Point labeling listing
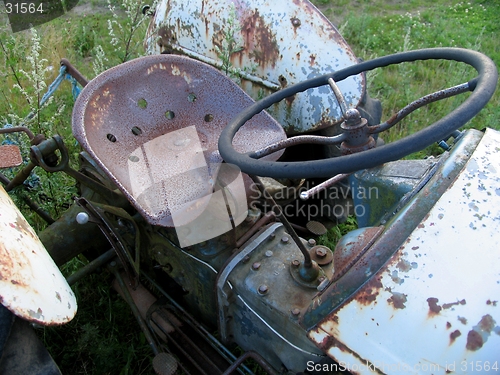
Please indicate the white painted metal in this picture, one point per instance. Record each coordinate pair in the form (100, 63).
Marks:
(31, 285)
(436, 307)
(274, 44)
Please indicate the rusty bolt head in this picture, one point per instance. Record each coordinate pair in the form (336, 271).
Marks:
(321, 252)
(295, 22)
(263, 289)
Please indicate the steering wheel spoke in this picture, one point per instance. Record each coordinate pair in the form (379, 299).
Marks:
(356, 140)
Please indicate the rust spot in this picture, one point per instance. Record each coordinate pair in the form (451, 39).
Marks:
(474, 341)
(434, 308)
(368, 294)
(398, 300)
(10, 156)
(487, 323)
(456, 333)
(403, 265)
(259, 38)
(312, 60)
(448, 305)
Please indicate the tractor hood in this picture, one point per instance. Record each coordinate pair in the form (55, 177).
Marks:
(31, 285)
(434, 307)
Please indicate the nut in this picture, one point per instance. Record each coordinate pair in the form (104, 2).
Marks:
(263, 289)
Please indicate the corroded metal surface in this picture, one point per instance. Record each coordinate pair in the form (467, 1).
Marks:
(268, 45)
(153, 124)
(10, 156)
(433, 308)
(31, 285)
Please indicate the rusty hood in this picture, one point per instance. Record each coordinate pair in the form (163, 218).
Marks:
(31, 285)
(266, 45)
(434, 307)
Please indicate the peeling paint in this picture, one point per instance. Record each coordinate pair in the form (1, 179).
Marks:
(272, 40)
(28, 275)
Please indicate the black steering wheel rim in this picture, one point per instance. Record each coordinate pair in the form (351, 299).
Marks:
(482, 89)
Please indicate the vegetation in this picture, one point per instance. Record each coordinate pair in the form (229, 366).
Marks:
(97, 35)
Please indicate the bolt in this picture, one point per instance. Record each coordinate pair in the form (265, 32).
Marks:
(321, 252)
(82, 218)
(263, 289)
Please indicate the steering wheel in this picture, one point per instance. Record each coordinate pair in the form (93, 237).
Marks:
(482, 87)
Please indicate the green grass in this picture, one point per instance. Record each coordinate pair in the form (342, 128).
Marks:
(379, 27)
(104, 338)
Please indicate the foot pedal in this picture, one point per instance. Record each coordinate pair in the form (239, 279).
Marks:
(164, 364)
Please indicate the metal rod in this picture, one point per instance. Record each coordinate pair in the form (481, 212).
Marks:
(91, 267)
(17, 129)
(268, 217)
(298, 140)
(338, 96)
(113, 268)
(281, 217)
(216, 344)
(20, 177)
(320, 187)
(72, 71)
(257, 357)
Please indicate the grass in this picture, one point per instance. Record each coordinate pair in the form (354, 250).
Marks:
(104, 338)
(377, 28)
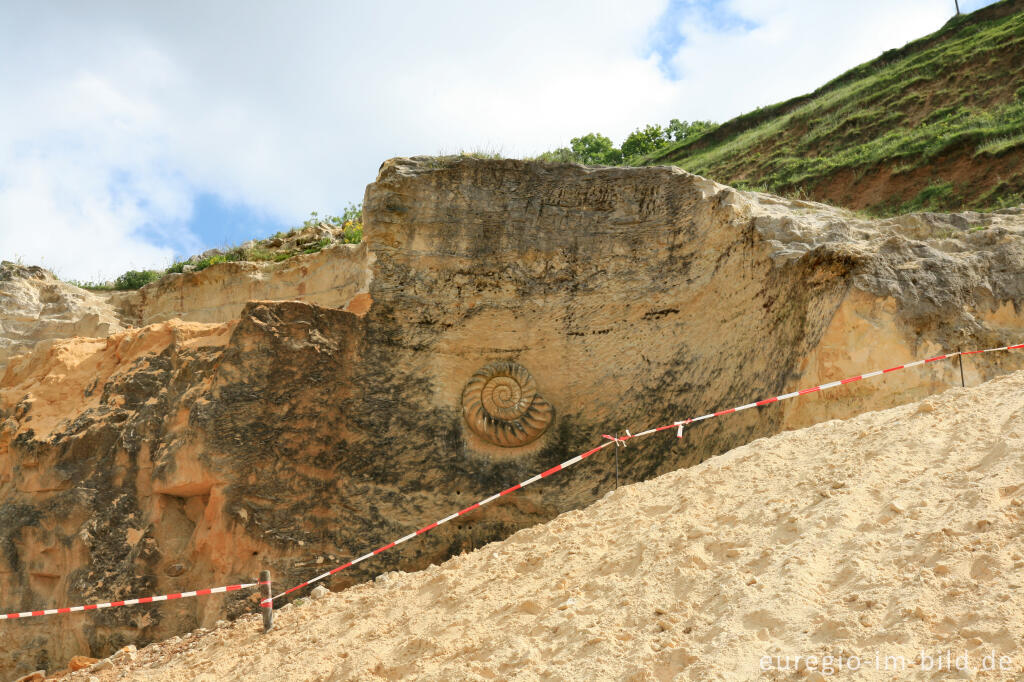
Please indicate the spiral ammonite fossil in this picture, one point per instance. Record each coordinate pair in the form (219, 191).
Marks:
(501, 405)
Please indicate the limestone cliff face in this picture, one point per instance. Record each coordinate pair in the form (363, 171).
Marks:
(37, 306)
(330, 278)
(515, 312)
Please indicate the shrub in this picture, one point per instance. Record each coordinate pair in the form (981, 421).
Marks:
(136, 279)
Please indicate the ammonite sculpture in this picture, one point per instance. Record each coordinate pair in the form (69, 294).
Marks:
(501, 405)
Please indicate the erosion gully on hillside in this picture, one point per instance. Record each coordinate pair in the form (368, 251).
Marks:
(934, 125)
(565, 302)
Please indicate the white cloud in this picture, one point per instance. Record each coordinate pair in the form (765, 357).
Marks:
(118, 114)
(795, 48)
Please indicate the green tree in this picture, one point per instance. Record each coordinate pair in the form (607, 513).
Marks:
(680, 130)
(651, 138)
(595, 150)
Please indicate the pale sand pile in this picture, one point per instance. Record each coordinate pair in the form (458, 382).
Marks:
(888, 534)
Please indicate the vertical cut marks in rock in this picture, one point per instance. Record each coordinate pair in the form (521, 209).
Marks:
(501, 405)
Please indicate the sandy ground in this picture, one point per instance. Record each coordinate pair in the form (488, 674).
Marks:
(893, 534)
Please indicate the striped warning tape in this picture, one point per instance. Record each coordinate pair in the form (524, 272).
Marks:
(621, 440)
(609, 439)
(127, 602)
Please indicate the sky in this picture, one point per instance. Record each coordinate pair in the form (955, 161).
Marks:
(133, 133)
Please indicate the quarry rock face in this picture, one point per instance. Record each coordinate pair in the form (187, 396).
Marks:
(509, 313)
(36, 306)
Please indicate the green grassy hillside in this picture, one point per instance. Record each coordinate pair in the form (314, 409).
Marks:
(935, 125)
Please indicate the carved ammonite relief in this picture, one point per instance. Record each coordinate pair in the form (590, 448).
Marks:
(501, 405)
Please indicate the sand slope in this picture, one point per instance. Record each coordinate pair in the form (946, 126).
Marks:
(888, 534)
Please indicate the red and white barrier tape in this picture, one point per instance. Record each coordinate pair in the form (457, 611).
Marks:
(609, 439)
(621, 440)
(127, 602)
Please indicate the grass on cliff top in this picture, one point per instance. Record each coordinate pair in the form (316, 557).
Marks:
(956, 93)
(350, 221)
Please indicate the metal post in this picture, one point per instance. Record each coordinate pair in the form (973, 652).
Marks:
(266, 604)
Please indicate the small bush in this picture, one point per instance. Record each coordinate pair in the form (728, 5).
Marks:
(136, 279)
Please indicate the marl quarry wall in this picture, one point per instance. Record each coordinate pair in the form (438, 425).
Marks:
(564, 302)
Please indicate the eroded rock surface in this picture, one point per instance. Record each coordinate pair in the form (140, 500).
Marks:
(182, 456)
(36, 306)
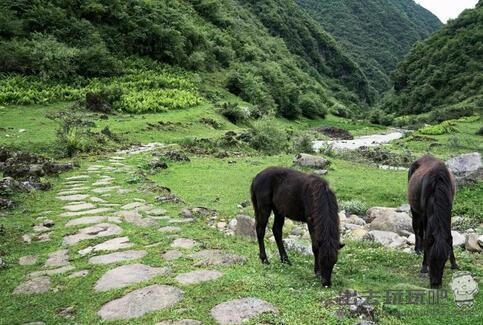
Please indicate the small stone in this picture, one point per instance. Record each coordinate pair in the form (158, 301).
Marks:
(199, 276)
(140, 302)
(239, 311)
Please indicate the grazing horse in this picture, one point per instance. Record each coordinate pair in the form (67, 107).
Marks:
(431, 190)
(299, 197)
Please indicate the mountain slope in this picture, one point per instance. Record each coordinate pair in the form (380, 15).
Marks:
(375, 33)
(68, 40)
(445, 69)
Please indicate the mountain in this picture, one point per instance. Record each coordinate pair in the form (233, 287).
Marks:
(269, 52)
(375, 33)
(444, 70)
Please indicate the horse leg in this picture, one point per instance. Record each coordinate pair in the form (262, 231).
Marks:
(277, 234)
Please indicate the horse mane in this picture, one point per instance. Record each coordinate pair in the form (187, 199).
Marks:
(325, 216)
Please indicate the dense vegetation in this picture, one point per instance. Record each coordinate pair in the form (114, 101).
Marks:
(443, 71)
(376, 33)
(270, 51)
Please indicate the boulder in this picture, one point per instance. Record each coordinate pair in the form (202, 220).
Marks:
(306, 160)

SET EXERCISE:
Reproduce the listing from the line containing "Please indicate the small stone" through its end, inclusive, with every request line included. Scale each marked coordinate by 2.25 and round it to a whole number, with halves rounding up, while leaving the numbers in the requests and their sample formats unchanged.

REPLY TO THE TASK:
Please indicate the small stone in this picture, one point per instance. Record each coordinate pair in the form (158, 301).
Marks:
(448, 621)
(315, 680)
(538, 700)
Please indicate the grazing horse in this picture, one point per instance. Record each coordinate pair in the form (67, 107).
Marks:
(970, 428)
(673, 443)
Please indicate the mountain slope in this picture, one point per instance. Record each coordinate pair in the form (380, 15).
Marks:
(844, 74)
(153, 90)
(1001, 155)
Please indicate the mountain in this picture, one point per instance. Record each coordinate pair in the form (233, 287).
Marks:
(605, 117)
(844, 74)
(999, 158)
Please indicate the horse leg in this picture, one point per instance. Record each coordinate pair in the form (262, 231).
Marks:
(623, 527)
Please indicate the horse mane in this picture, one point per instance. Record each coordinate pair in the form (187, 199).
Marks:
(731, 486)
Please indicate the dense vegetation in this picture, one point per instance. Record each coordinate pair in the form (114, 101).
Marks:
(997, 160)
(846, 74)
(608, 115)
Please indicate the boulder in this picture, one point per instance. Record each coordinate pair in the form (202, 220).
Marks:
(689, 360)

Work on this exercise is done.